* TO DO: Every line of the data that contains the string "below" must be copied.

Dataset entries
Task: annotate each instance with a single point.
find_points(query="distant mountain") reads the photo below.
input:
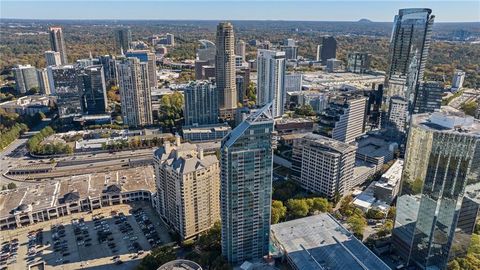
(364, 21)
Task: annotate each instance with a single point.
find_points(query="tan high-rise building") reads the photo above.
(225, 70)
(133, 82)
(58, 43)
(188, 188)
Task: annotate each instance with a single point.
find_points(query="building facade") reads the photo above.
(201, 104)
(271, 80)
(246, 186)
(135, 92)
(57, 43)
(439, 198)
(188, 188)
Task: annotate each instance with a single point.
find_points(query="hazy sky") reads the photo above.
(311, 10)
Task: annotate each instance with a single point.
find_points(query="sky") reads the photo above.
(303, 10)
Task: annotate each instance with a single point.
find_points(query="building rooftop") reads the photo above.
(321, 242)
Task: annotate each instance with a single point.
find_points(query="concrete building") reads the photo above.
(439, 199)
(201, 103)
(25, 78)
(188, 188)
(428, 97)
(344, 118)
(457, 80)
(225, 70)
(246, 187)
(53, 58)
(271, 80)
(293, 82)
(146, 56)
(320, 242)
(323, 165)
(358, 62)
(57, 43)
(43, 83)
(94, 90)
(135, 92)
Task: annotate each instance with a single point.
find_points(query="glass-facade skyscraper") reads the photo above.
(409, 46)
(246, 187)
(440, 189)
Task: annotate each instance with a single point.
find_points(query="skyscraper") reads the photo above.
(328, 49)
(225, 70)
(201, 103)
(53, 58)
(344, 118)
(323, 165)
(123, 39)
(439, 198)
(94, 90)
(246, 187)
(135, 92)
(25, 78)
(409, 46)
(58, 43)
(271, 80)
(148, 57)
(188, 188)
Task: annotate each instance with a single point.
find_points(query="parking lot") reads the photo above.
(112, 237)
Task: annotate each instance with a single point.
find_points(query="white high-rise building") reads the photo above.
(271, 80)
(53, 58)
(135, 92)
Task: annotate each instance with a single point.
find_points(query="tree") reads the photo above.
(297, 208)
(278, 211)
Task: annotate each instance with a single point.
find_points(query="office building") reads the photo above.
(240, 49)
(458, 79)
(206, 51)
(428, 97)
(344, 118)
(293, 82)
(201, 103)
(225, 70)
(246, 187)
(135, 92)
(188, 188)
(271, 80)
(57, 43)
(328, 49)
(123, 40)
(358, 62)
(146, 56)
(43, 83)
(323, 165)
(94, 90)
(408, 53)
(334, 65)
(65, 84)
(53, 58)
(322, 242)
(25, 78)
(439, 198)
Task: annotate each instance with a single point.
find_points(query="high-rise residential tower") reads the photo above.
(53, 58)
(271, 80)
(94, 89)
(409, 46)
(225, 70)
(246, 187)
(188, 188)
(201, 104)
(439, 198)
(57, 43)
(135, 92)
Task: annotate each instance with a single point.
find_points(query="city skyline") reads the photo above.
(446, 11)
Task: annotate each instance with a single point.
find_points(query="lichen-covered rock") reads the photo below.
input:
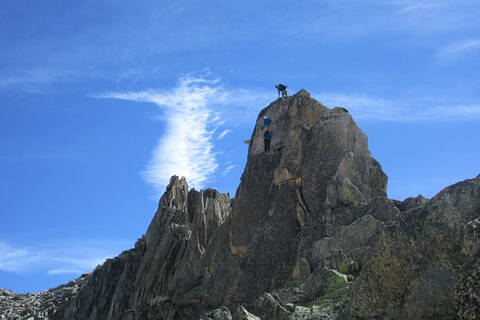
(310, 234)
(222, 313)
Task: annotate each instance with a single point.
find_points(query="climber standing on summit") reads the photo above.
(267, 133)
(282, 89)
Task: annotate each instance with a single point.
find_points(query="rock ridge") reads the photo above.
(310, 234)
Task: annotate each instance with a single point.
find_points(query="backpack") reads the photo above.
(266, 122)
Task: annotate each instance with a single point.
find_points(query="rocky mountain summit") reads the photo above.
(310, 234)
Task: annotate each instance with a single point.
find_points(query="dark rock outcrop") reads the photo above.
(310, 234)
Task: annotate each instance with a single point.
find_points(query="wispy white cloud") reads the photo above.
(70, 258)
(379, 109)
(187, 148)
(228, 169)
(65, 271)
(17, 259)
(415, 7)
(223, 134)
(458, 49)
(192, 111)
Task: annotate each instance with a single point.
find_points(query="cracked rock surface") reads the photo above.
(310, 234)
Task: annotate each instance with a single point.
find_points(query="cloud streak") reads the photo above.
(192, 112)
(186, 149)
(223, 134)
(73, 259)
(459, 48)
(378, 109)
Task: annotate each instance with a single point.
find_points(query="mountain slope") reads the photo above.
(310, 234)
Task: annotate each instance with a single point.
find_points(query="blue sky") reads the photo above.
(101, 101)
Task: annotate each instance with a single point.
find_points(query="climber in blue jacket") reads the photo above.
(282, 89)
(267, 138)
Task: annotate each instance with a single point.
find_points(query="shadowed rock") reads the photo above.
(310, 234)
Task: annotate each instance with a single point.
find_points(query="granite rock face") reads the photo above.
(310, 234)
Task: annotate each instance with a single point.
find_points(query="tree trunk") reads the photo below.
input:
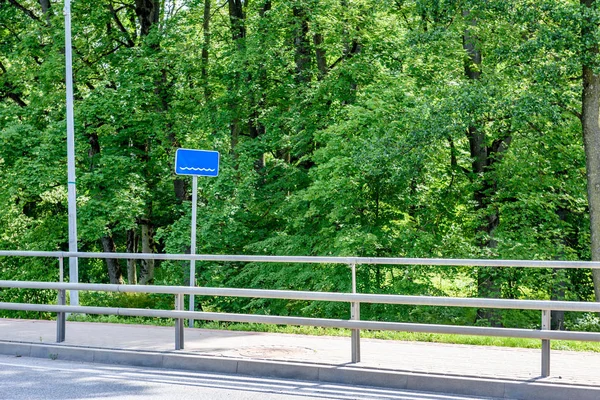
(45, 4)
(114, 268)
(487, 282)
(148, 13)
(320, 55)
(205, 48)
(132, 245)
(147, 267)
(302, 45)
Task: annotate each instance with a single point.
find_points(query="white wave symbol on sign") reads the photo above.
(196, 169)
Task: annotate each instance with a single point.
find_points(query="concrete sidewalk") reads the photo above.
(464, 369)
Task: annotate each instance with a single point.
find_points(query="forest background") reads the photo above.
(406, 128)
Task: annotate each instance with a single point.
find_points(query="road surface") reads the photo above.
(34, 378)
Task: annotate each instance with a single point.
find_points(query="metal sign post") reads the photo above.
(72, 197)
(195, 163)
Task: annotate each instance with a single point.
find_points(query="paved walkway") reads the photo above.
(477, 361)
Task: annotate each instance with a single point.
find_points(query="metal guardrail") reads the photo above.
(355, 299)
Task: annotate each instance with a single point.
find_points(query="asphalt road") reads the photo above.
(33, 378)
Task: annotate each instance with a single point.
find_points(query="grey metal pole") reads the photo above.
(61, 301)
(179, 333)
(546, 320)
(72, 196)
(355, 315)
(193, 244)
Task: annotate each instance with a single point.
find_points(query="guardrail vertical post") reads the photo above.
(546, 344)
(355, 315)
(179, 339)
(61, 301)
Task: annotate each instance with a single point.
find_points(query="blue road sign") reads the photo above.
(197, 162)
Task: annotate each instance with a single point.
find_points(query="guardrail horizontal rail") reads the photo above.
(322, 322)
(318, 296)
(313, 259)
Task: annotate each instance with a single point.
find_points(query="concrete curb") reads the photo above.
(462, 385)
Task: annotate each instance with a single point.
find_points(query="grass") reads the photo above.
(384, 335)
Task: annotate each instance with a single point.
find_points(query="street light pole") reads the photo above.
(72, 196)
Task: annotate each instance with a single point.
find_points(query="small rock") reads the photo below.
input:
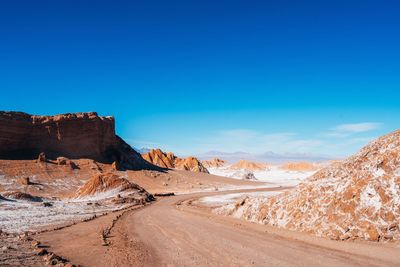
(42, 252)
(35, 244)
(42, 157)
(115, 166)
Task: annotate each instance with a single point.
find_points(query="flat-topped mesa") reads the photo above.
(169, 160)
(72, 135)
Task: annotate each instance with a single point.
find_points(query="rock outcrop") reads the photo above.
(170, 161)
(190, 164)
(105, 182)
(358, 198)
(248, 165)
(75, 136)
(161, 159)
(214, 163)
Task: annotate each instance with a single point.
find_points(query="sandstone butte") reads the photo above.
(358, 198)
(169, 160)
(213, 163)
(72, 135)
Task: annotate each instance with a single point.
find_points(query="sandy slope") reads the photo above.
(174, 232)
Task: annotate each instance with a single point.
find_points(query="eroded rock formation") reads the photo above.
(169, 160)
(358, 198)
(78, 135)
(214, 163)
(249, 165)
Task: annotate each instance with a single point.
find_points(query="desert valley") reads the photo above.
(73, 193)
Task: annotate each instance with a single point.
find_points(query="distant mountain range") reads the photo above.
(270, 157)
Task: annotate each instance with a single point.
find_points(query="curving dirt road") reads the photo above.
(175, 232)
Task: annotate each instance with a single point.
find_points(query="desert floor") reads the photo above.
(180, 231)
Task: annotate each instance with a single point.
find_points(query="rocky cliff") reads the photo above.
(358, 198)
(169, 160)
(78, 135)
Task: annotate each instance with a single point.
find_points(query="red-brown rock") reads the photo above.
(78, 135)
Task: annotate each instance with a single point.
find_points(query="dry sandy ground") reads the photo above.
(175, 232)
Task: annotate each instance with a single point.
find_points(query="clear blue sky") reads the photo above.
(190, 76)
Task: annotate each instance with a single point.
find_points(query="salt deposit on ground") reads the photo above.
(20, 216)
(272, 174)
(220, 200)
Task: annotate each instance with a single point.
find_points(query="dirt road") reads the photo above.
(174, 232)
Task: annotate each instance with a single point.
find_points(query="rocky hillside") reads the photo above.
(102, 183)
(78, 135)
(169, 160)
(214, 163)
(248, 165)
(358, 198)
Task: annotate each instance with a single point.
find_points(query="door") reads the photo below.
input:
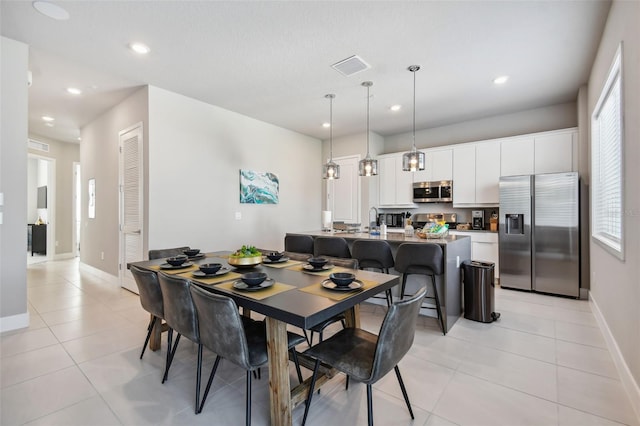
(131, 202)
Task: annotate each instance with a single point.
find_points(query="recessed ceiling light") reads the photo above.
(140, 48)
(51, 10)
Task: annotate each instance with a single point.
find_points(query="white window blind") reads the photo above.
(606, 140)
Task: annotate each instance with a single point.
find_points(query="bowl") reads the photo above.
(317, 262)
(253, 279)
(210, 268)
(191, 252)
(177, 260)
(342, 279)
(273, 256)
(245, 262)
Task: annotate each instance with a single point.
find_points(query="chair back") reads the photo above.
(179, 310)
(298, 243)
(162, 253)
(420, 258)
(396, 334)
(331, 246)
(372, 254)
(222, 330)
(149, 291)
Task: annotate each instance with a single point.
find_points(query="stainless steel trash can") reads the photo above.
(479, 299)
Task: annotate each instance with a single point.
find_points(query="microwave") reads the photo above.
(433, 192)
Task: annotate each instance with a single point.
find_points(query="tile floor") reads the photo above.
(544, 363)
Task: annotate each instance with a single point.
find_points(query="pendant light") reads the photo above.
(413, 160)
(330, 170)
(368, 166)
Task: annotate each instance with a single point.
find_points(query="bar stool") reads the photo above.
(374, 254)
(421, 259)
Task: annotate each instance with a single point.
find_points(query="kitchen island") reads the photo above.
(456, 249)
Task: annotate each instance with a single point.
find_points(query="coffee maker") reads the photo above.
(477, 219)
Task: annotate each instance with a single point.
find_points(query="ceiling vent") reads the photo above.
(350, 66)
(40, 146)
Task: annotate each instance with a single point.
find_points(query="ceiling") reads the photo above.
(272, 60)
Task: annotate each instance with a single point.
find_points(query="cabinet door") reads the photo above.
(516, 157)
(554, 153)
(487, 173)
(464, 175)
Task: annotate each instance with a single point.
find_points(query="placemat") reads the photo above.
(260, 294)
(213, 280)
(318, 290)
(193, 267)
(300, 268)
(286, 264)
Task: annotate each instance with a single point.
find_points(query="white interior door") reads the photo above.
(131, 202)
(344, 193)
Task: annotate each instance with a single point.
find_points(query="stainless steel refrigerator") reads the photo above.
(539, 233)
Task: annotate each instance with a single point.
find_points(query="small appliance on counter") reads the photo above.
(477, 219)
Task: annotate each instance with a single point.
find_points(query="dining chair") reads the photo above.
(367, 357)
(374, 254)
(150, 299)
(422, 259)
(225, 332)
(170, 252)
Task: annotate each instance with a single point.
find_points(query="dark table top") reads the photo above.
(295, 307)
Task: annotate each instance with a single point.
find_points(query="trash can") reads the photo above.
(479, 288)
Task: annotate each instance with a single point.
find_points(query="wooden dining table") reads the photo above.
(297, 297)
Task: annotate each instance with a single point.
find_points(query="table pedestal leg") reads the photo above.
(279, 386)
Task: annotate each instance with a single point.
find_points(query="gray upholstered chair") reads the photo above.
(374, 254)
(367, 357)
(331, 246)
(422, 259)
(170, 252)
(150, 299)
(224, 331)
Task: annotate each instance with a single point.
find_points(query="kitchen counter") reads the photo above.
(456, 249)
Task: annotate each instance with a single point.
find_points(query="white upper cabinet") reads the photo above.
(554, 152)
(396, 185)
(438, 166)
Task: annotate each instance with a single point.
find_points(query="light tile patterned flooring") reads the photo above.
(544, 363)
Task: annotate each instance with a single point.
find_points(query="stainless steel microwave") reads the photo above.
(433, 192)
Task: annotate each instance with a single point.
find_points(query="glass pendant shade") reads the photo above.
(330, 170)
(413, 160)
(368, 166)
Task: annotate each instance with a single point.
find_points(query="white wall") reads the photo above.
(14, 58)
(615, 284)
(196, 151)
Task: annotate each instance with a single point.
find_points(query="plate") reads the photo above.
(220, 271)
(240, 285)
(330, 285)
(281, 260)
(169, 266)
(310, 268)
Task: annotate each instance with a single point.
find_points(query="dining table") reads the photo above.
(296, 295)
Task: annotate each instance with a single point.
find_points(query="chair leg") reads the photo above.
(404, 390)
(152, 323)
(369, 404)
(311, 387)
(211, 376)
(435, 294)
(248, 402)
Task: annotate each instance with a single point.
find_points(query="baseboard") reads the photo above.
(100, 273)
(628, 382)
(14, 322)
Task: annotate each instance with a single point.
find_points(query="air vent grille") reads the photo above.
(350, 66)
(40, 146)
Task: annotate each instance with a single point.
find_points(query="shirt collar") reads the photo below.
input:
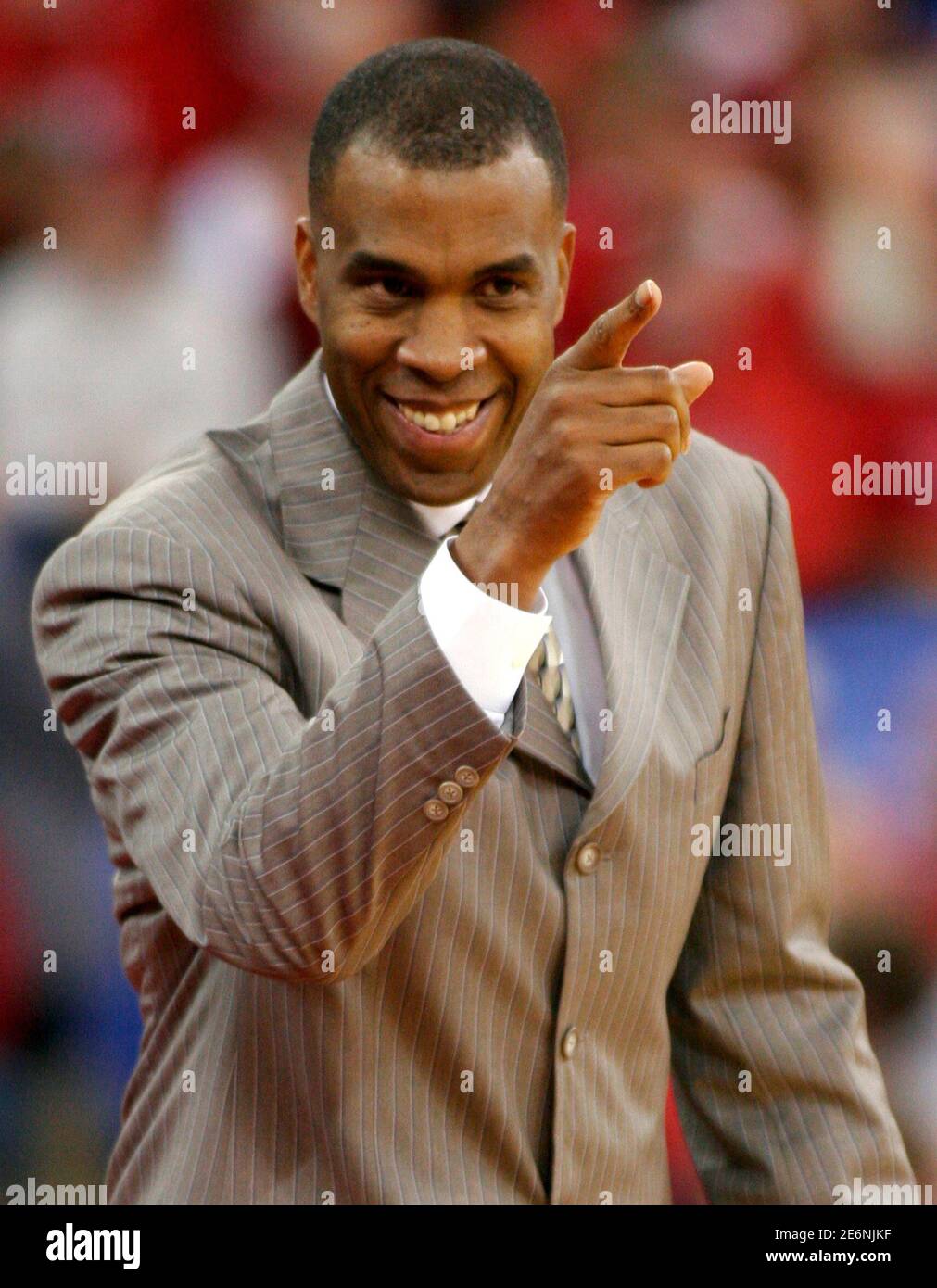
(436, 519)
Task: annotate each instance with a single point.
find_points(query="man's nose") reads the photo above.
(441, 344)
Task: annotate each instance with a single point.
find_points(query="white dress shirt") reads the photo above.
(488, 643)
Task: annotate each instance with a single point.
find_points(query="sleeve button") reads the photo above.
(588, 858)
(436, 811)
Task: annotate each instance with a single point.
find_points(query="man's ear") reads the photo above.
(306, 268)
(564, 253)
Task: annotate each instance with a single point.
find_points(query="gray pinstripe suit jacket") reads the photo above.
(344, 998)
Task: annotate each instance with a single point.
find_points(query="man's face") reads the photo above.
(438, 300)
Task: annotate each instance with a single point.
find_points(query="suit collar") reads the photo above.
(346, 528)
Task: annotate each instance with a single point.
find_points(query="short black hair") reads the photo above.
(409, 99)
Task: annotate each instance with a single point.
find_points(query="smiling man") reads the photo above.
(401, 705)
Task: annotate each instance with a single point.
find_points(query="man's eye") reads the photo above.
(503, 287)
(393, 286)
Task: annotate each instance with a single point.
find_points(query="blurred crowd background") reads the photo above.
(171, 237)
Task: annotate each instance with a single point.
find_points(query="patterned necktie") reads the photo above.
(548, 669)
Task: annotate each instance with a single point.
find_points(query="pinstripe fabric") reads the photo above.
(236, 648)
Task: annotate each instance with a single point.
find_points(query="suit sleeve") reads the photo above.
(757, 988)
(289, 846)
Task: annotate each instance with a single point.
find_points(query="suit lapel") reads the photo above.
(346, 528)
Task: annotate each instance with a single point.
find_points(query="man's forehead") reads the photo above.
(497, 210)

* FINISHED EXERCISE:
find_points(query="distant mountain") reads the photo below.
find_points(query="lichen-covered rock") reads the photo below.
find_points(query="tree trunk") reads the photo below.
find_points(query="small rock") reads the photo below.
find_points(query="door") reads the photo below.
find_points(query="shirt collar") reads the photo below.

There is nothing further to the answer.